> **Consigna 1**
Según el relato, ¿qué diagnóstico le dieron en el hospital a quien narra?
> **Consigna 2**
Haz una lista de las condiciones de vida de esa época que menciona el relato.

> **Texto para revisar**
▼

Cuando llegué a casa tuve que soportar los gritos de enfado de mi madre. Creo que incluso me dio un bofetón porque no me había defendido. Por supuesto que estaba enfadada con quienes me agredieron pero me consideraba un cobarde por no haberles hecho frente e impedir que me echaran al agua. Ahora tendría que lavar toda mi ropa y secarla para poder ponérmela al día siguiente, porque no tenía otra. Más no hizo falta vestirme porque me atacó una terrible gripe que me dejó en cama durante varios días. Esa gripe derivó poco a poco en neumonía. Al cabo de una semana mi madre me llevó al hospital y después de algunos exámenes me diagnosticaron sombra en uno de los pulmones. Es posible que estuviera más de dos semanas en casa a causa de mi enfermedad. Cuando regresé a la escuela, la profesora me echó de la misma porque yo estaba borrado de la clase por ausencia injustificada. Los muchachos que me habían tirado al charco de agua estaban presentes cuando la profesora me despidió y se reían, mirándose entre ellos. Finalmente consiguieron que casi toda la clase empezara a reirse de mí. Con gran temor regresé a casa con la noticia. Creo que en lugar de la media hora que acostumbraba emplear para el regreso, esa vez me tomó un par de horas. Tenía un miedo horroroso de que mi madre me volviera a castigar. Para consuelo mío, su enfado era solo contra la profesora o con el director de la escuela. Fué a protestar y exigir que me readmitieran pero fue imposible hacer nada. Es posible que mi madre haya olvidado avisar que yo estaba enfermo y a pesar de tener certificado médico no fue posible convencer a la profesora de que me admitiera de nuevo en su clase. Posiblemente existía una cláusula burocrática que la obligaba a ello. A causa de eso perdí ese año y tuve que empezar de nuevo en el mismo curso al año siguiente y en otra escuela. Mi pobre madre estaba atribulada y me dio mucho cariño aquel día. Desde entonces me puso a trabajar atendiendo a los clientes y a todos los mandados posibles de la pensión. Fue el comienzo de mi vida laboral. Eso me ayudó a madurar más temprano de lo normal, aunque dejó huellas en mi mente que serían muy difíciles de borrar. Desde entonces conocí la avaricia de mucha gente y su propensión a aprovecharse de la ingenuidad o la desgracia ajena.
Sanar completamente me tomó seguramente varios meses. En las condiciones de vida de esa época, con mala alimentación y clima adverso, muchas veces sin carbón para encender el brasero, se pasaba mucho frío y las enfermedades duraban mucho tiempo. Por muchas mantas que uno se pusiera no era agradable dormir. Pero tuve suerte porque finalmente me repuse y logré seguir estudiando. Luego vino el terremoto de 1960 y nuestra mudanza a Santiago, la capital. Antes de eso pasaron muchas cosas en nuestras vidas, en aquel entonces pequeño pueblo de Mulchén.

▲

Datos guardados
▼

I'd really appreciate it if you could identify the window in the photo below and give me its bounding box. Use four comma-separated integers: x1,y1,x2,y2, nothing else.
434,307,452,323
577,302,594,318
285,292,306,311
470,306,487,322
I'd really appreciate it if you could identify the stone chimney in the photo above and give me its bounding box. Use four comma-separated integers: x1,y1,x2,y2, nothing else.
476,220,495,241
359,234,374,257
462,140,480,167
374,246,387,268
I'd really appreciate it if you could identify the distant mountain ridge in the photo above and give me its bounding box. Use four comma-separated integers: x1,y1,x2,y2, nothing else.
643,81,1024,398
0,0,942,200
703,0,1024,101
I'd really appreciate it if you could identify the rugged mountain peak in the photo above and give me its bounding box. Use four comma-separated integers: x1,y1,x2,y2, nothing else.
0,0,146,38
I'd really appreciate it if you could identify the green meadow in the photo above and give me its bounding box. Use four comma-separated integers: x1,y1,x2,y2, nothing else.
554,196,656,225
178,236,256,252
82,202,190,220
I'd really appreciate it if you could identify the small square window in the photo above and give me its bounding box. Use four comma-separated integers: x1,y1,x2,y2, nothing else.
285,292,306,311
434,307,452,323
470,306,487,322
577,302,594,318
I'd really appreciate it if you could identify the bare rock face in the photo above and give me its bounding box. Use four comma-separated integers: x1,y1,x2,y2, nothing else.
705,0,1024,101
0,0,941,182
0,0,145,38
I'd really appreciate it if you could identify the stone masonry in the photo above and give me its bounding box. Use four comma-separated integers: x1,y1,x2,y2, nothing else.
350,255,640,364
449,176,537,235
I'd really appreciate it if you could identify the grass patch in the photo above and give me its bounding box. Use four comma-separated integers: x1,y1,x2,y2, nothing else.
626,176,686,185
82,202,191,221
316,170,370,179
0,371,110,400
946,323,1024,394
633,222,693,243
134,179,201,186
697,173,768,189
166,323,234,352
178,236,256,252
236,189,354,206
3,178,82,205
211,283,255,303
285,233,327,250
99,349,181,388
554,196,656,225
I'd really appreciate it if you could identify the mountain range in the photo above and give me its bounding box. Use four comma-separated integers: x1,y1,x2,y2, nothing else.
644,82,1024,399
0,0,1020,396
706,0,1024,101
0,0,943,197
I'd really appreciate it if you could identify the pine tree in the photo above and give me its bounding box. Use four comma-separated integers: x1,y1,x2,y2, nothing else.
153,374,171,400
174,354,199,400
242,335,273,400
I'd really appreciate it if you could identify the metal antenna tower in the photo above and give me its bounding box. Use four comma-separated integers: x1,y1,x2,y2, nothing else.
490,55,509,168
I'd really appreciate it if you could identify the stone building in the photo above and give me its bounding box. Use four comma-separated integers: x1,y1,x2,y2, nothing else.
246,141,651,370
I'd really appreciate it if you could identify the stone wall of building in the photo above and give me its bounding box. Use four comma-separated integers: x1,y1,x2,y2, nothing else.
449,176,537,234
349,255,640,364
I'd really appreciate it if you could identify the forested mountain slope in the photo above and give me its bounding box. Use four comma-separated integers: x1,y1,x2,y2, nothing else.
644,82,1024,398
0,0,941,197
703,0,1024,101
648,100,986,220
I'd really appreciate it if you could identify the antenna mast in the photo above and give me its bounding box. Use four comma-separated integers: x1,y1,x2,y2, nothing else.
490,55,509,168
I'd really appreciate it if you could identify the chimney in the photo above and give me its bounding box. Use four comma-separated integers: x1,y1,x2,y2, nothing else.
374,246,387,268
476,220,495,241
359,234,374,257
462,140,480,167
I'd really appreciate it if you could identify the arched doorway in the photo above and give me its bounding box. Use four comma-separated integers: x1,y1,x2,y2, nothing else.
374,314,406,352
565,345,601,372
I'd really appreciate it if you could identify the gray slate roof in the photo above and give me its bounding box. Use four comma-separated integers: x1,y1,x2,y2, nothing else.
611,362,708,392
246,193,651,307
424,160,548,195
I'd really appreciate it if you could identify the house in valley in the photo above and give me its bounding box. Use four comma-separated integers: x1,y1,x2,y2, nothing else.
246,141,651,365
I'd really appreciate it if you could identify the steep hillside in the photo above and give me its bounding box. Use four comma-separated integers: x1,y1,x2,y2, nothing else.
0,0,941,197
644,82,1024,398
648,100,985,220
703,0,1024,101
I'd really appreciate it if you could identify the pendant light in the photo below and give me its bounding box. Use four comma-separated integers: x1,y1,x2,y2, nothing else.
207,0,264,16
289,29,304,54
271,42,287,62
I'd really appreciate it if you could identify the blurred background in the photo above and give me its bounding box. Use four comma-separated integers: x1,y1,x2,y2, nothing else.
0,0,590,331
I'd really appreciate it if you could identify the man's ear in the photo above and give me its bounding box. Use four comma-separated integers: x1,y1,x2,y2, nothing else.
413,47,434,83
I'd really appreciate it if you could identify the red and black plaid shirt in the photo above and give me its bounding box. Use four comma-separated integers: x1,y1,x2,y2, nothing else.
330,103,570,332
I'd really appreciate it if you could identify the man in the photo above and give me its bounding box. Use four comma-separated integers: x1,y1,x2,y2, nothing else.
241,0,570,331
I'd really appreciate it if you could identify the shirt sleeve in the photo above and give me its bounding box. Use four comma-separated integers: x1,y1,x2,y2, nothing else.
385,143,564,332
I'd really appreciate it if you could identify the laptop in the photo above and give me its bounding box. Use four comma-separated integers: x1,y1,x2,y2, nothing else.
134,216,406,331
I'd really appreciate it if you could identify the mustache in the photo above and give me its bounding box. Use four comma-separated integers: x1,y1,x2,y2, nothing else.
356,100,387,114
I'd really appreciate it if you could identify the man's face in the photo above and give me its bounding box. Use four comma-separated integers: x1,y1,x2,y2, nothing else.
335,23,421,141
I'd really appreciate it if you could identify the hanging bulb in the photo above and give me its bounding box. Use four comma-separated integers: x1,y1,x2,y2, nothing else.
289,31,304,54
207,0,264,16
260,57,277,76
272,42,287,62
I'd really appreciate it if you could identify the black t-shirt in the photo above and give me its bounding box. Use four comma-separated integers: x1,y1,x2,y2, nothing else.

▲

> **Respuesta 1**
Sombra en uno de los pulmones.

> **Respuesta 2**
- Mala alimentación
- Clima adverso
- Muchas veces no había carbón para encender el brasero